──────── SOURCE INFORMATION

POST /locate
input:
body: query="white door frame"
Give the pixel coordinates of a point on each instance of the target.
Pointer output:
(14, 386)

────────────────
──────── SOURCE INFORMATION

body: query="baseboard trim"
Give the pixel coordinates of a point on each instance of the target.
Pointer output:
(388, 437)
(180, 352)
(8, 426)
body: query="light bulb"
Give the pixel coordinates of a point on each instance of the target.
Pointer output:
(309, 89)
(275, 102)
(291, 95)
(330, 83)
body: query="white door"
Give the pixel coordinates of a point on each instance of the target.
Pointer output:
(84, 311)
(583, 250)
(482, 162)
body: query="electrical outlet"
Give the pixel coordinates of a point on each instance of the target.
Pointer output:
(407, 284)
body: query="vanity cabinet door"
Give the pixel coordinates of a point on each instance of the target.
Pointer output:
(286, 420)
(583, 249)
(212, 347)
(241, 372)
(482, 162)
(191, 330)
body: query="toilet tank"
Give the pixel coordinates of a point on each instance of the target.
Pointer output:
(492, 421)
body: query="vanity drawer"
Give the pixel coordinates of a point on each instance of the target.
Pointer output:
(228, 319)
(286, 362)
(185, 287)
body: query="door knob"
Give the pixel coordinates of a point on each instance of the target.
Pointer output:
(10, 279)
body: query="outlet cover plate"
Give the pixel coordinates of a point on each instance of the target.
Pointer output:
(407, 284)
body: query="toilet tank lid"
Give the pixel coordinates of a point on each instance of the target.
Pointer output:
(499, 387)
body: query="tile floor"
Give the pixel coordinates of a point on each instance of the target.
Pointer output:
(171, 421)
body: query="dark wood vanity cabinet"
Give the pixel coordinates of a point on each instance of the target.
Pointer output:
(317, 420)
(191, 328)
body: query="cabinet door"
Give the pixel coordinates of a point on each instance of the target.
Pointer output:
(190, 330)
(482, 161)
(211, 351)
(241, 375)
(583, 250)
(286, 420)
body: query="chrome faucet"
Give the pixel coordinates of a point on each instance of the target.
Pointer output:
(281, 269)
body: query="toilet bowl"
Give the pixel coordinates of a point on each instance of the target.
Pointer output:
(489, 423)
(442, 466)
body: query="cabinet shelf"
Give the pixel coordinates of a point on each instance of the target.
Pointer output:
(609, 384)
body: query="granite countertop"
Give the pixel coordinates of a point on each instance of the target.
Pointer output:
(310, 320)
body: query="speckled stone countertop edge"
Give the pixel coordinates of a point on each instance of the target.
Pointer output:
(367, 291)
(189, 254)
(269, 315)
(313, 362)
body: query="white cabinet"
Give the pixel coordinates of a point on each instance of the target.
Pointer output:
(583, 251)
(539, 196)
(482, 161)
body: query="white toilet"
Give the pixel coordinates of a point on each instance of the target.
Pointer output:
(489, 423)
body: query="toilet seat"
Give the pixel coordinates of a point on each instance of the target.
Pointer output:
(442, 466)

────────────────

EXERCISE DETAILS – Filter the records for the word "outlet" and show every line that has it.

EXPECTED ANSWER –
body: query="electrical outlet"
body: query="outlet cover plate"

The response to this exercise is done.